[Referring expression data]
Segment Open

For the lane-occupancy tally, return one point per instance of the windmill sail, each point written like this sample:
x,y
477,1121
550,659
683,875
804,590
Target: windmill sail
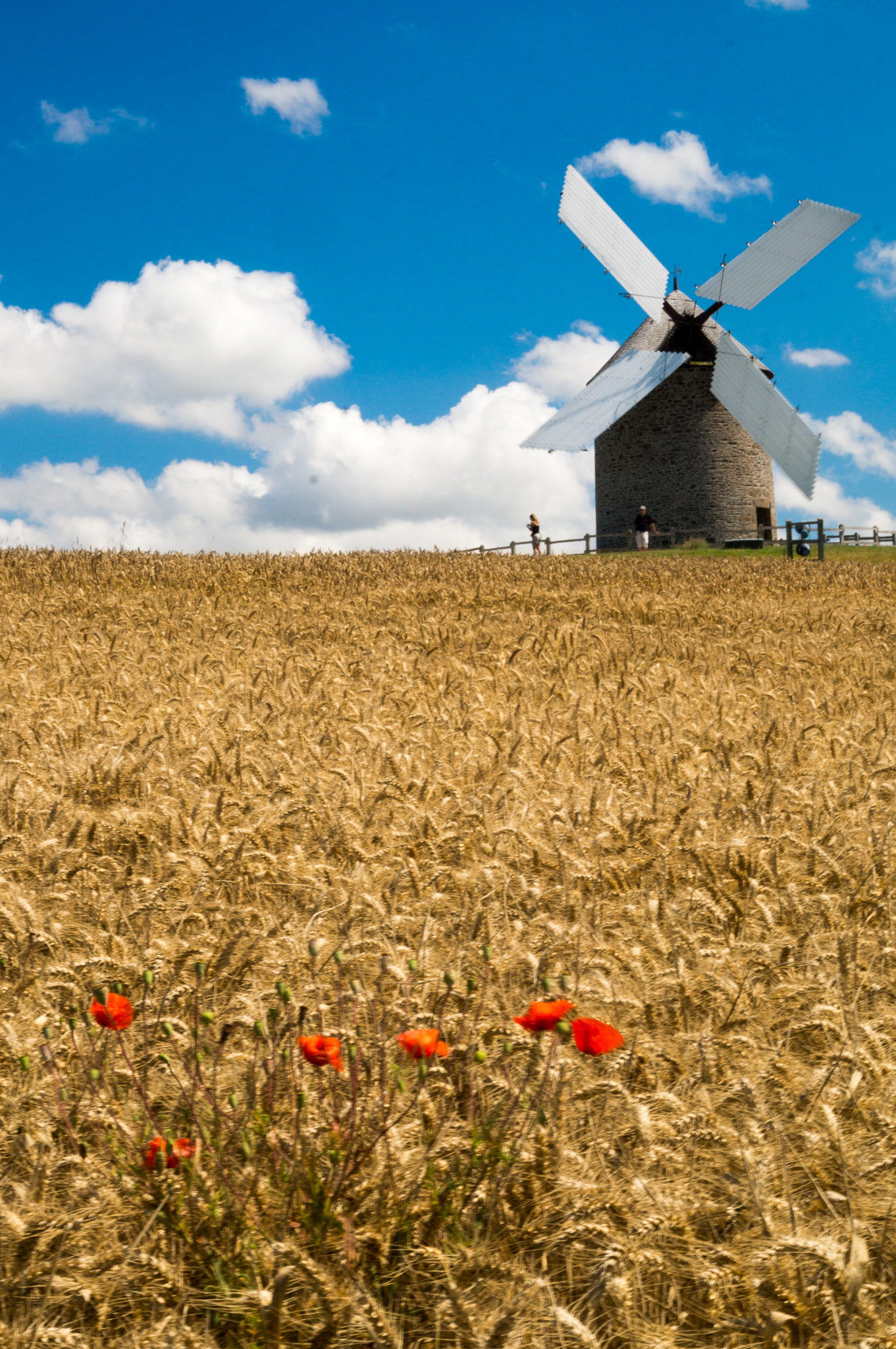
x,y
766,414
615,246
782,251
607,399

Segment Closed

## Task to complete
From the first line to the last, output the records exactly without pictures.

## Written response
For the lane-occupancy tally, return one point per instance of the windmill sail, each point written like this sample:
x,y
477,1121
550,659
683,875
804,590
Target: windmill sail
x,y
766,414
615,246
782,251
607,399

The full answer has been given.